===== Source material =====
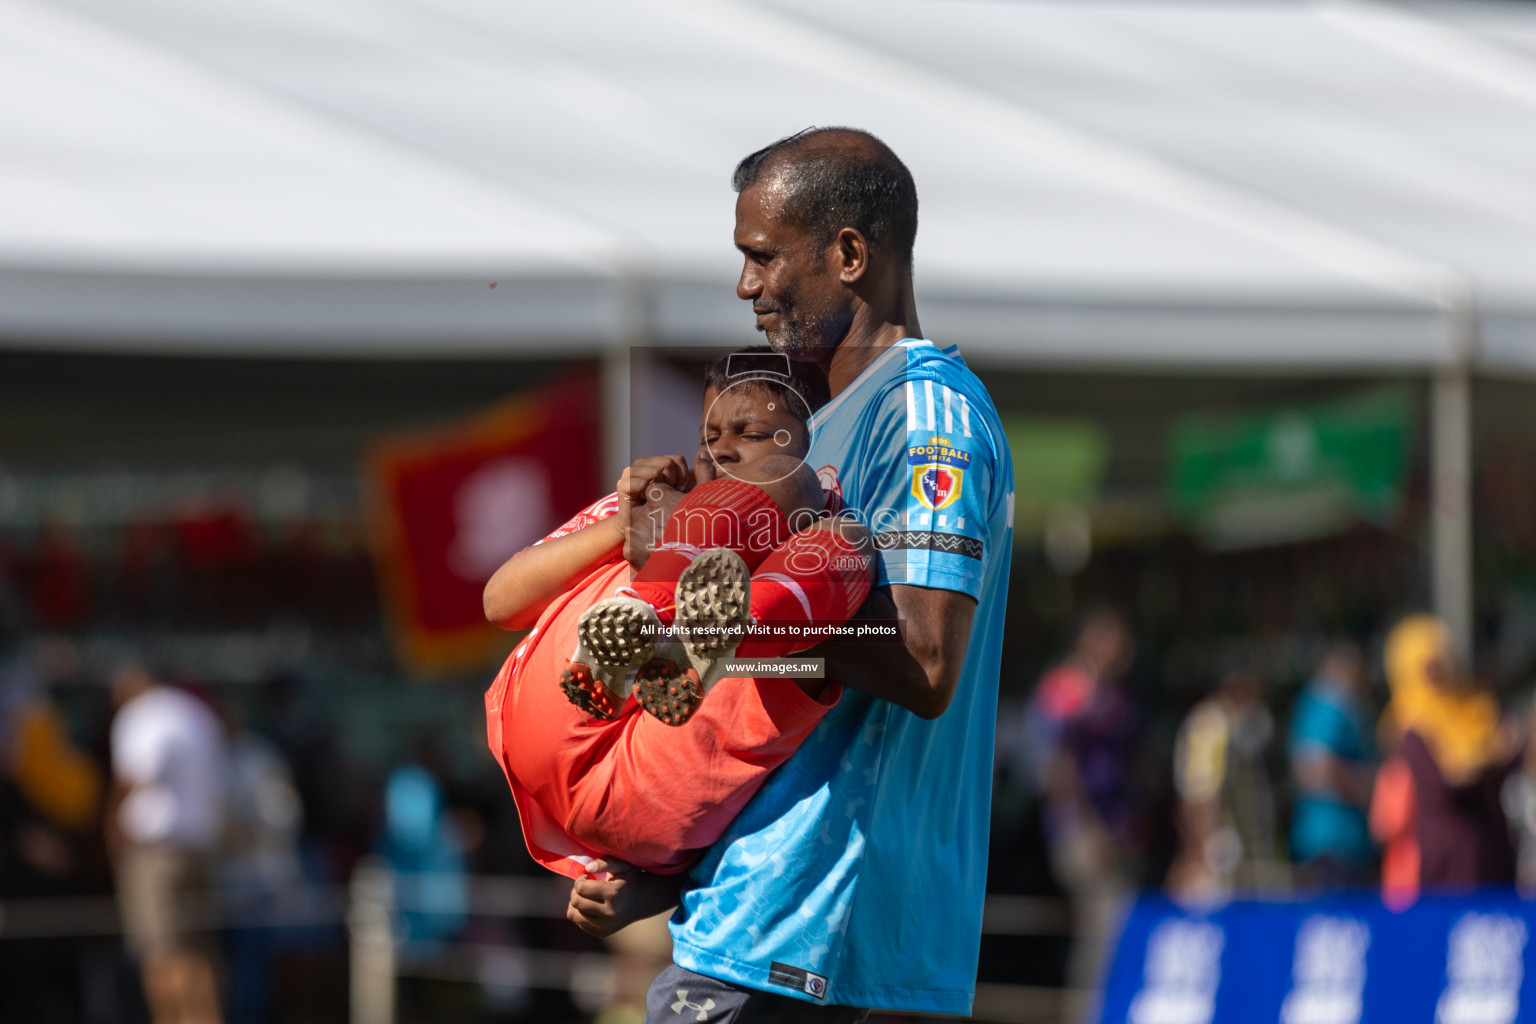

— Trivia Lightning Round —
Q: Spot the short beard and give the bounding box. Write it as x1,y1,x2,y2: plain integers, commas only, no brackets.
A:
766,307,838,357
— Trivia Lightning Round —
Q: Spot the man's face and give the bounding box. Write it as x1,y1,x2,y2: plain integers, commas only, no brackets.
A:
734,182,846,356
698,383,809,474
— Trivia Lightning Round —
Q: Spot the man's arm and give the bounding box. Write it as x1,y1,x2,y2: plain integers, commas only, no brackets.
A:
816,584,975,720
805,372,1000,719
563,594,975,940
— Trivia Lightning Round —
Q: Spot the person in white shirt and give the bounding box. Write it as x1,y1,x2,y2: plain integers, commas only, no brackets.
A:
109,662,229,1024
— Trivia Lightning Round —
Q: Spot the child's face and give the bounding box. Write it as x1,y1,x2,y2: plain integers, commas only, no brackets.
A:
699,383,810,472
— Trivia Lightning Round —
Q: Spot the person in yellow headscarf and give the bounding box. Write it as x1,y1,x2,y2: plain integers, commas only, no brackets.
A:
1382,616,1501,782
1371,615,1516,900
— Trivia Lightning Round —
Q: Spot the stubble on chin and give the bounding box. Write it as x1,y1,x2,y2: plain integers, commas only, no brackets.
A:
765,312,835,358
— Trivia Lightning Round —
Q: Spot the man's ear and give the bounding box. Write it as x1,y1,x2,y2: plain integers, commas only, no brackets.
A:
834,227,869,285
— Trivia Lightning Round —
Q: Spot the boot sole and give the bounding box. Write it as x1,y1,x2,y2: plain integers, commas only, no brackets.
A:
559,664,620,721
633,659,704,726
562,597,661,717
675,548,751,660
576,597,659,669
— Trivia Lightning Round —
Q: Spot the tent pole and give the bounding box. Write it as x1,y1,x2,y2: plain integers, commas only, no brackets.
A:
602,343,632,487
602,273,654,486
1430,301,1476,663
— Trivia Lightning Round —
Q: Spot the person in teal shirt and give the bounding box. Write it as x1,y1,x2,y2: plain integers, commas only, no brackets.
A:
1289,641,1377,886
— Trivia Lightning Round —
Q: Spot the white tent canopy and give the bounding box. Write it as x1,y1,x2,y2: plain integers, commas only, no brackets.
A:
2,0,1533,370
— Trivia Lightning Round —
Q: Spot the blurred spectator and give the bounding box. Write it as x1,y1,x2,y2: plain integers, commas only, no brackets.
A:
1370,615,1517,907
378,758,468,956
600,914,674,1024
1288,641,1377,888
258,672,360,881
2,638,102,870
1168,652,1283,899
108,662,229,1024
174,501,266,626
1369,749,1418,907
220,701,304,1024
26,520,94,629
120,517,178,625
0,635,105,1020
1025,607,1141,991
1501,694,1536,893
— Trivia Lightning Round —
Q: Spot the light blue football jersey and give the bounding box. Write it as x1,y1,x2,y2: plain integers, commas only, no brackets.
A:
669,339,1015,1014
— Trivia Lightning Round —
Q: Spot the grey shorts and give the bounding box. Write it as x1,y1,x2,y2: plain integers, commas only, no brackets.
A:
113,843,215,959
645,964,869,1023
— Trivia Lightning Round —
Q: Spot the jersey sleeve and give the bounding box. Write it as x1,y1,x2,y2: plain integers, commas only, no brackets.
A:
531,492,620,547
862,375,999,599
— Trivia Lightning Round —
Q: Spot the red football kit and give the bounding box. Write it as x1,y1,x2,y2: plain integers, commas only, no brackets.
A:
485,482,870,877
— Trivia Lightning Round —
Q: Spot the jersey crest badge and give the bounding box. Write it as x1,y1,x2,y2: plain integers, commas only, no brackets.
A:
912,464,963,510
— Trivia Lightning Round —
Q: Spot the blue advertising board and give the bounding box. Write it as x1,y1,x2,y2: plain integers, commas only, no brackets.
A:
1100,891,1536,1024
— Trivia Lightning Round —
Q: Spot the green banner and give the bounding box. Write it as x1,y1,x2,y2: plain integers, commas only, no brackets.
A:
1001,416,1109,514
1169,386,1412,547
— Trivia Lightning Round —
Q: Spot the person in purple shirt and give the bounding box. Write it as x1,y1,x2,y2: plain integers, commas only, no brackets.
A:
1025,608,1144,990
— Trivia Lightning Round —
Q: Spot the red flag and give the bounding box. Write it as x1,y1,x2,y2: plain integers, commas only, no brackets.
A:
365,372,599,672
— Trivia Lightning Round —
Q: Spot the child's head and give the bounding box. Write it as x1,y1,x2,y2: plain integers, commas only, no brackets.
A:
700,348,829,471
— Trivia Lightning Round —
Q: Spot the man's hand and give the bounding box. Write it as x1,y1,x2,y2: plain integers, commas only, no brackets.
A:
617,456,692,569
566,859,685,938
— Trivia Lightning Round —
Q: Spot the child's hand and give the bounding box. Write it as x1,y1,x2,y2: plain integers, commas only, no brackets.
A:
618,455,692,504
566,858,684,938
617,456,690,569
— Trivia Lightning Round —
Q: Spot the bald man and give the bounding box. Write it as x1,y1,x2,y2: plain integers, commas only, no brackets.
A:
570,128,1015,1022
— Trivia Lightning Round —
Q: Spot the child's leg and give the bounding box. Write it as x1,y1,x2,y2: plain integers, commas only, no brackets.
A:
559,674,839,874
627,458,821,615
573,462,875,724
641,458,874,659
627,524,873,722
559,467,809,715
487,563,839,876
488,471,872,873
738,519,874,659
=====
===== Source material =====
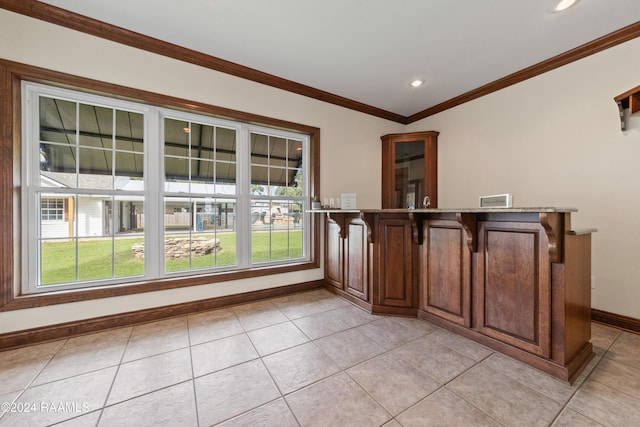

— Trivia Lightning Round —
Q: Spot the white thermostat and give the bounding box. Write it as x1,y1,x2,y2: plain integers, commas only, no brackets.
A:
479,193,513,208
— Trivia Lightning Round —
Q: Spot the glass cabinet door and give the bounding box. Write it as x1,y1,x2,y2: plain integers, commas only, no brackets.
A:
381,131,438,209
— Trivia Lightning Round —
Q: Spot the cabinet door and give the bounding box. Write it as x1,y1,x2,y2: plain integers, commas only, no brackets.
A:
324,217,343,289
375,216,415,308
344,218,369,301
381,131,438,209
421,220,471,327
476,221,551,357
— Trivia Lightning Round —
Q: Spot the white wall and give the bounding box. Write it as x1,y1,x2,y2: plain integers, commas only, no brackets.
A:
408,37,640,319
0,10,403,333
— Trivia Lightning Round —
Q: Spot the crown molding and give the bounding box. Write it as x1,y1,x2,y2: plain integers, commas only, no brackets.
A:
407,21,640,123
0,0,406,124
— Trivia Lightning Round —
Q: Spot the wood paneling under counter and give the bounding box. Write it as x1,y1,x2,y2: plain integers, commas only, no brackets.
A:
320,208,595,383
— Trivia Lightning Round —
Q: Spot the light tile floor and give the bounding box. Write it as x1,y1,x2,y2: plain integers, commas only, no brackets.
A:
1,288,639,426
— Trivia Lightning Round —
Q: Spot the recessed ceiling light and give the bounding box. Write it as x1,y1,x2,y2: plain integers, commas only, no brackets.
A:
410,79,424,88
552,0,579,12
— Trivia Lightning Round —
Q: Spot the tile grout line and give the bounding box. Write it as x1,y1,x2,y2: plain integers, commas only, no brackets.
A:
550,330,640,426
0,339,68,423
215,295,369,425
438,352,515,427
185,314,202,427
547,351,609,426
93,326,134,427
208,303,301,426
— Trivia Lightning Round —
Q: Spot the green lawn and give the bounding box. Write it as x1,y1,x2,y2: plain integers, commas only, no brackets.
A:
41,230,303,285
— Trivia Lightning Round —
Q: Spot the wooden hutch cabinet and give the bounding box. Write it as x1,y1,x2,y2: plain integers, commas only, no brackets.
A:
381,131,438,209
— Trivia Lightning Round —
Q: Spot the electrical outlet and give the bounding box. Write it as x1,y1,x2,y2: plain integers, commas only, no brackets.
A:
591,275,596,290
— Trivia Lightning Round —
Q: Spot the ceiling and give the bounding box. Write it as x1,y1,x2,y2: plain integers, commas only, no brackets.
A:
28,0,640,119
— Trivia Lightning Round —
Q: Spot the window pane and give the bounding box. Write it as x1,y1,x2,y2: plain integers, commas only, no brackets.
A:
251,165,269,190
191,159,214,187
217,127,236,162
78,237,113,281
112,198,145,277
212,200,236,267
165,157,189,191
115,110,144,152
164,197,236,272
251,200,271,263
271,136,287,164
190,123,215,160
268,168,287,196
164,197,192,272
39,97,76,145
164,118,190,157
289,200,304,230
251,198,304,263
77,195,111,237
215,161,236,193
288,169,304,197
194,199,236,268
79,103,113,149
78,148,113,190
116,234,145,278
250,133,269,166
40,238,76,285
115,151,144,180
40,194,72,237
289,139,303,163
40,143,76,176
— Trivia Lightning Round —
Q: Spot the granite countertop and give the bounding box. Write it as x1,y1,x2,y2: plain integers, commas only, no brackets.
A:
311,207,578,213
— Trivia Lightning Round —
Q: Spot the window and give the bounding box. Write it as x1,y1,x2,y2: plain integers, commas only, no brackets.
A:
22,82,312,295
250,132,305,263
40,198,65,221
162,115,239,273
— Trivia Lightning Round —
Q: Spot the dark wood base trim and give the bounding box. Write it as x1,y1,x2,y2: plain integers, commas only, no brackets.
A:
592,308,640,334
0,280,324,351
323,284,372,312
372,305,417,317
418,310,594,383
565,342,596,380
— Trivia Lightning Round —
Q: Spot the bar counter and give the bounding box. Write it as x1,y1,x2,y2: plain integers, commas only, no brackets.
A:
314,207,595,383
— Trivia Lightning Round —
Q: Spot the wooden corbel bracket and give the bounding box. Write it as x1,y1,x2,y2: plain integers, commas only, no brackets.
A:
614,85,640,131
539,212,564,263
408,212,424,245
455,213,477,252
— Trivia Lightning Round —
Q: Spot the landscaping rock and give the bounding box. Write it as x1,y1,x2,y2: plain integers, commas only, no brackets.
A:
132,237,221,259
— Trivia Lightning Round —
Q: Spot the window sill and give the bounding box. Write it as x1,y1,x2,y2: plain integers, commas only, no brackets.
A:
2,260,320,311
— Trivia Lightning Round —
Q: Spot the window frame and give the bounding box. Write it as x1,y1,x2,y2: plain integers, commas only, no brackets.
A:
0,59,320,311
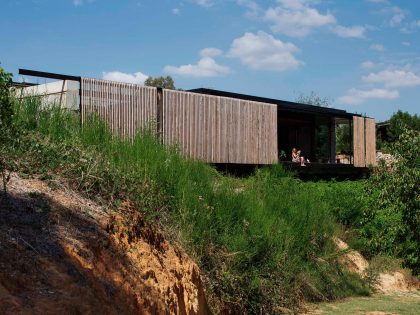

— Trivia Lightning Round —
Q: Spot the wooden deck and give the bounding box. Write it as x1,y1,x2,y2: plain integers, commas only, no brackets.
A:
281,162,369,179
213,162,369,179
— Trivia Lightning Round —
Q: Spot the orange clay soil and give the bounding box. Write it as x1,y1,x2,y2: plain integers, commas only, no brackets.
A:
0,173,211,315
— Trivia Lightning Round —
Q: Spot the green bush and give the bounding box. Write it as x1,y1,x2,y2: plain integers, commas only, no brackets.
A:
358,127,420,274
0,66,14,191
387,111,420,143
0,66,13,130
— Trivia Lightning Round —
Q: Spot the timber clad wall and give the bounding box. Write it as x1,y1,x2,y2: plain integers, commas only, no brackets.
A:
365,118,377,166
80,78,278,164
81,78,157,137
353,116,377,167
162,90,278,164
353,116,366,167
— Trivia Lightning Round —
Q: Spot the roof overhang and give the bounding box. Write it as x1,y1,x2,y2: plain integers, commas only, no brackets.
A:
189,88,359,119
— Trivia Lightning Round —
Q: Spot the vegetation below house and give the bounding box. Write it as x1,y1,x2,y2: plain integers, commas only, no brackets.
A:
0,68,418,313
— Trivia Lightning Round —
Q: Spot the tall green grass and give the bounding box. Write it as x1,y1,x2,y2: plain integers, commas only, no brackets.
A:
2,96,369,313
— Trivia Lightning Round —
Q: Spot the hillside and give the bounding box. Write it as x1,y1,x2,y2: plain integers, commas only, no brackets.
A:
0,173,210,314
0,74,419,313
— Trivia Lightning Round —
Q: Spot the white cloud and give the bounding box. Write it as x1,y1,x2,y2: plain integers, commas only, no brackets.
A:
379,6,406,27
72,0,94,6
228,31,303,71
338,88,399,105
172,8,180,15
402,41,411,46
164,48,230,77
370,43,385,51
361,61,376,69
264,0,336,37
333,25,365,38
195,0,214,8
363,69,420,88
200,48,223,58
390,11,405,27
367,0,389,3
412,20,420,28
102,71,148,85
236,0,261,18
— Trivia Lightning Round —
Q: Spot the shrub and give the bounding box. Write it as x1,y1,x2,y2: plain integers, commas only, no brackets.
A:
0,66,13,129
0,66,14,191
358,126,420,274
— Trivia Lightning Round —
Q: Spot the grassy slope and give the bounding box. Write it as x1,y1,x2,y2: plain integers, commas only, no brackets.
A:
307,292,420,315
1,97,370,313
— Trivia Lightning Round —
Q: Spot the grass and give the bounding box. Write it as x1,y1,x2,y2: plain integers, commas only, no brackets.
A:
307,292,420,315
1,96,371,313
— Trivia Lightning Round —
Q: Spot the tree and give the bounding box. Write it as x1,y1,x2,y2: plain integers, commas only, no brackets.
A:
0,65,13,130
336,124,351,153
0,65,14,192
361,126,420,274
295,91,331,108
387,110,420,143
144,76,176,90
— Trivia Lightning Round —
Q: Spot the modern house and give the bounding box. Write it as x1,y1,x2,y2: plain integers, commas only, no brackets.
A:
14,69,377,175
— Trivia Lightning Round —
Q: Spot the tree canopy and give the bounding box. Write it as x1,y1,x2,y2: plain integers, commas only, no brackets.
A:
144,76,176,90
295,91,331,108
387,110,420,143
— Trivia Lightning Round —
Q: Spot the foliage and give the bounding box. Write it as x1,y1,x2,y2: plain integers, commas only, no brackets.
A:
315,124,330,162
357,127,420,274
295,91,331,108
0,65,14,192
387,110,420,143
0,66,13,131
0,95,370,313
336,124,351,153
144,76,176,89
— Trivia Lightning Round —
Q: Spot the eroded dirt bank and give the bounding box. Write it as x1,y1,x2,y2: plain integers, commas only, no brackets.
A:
=====
▸ What you have to do: Number of lines in the listing above that include "tent": state it and nothing else.

▸ Response: 2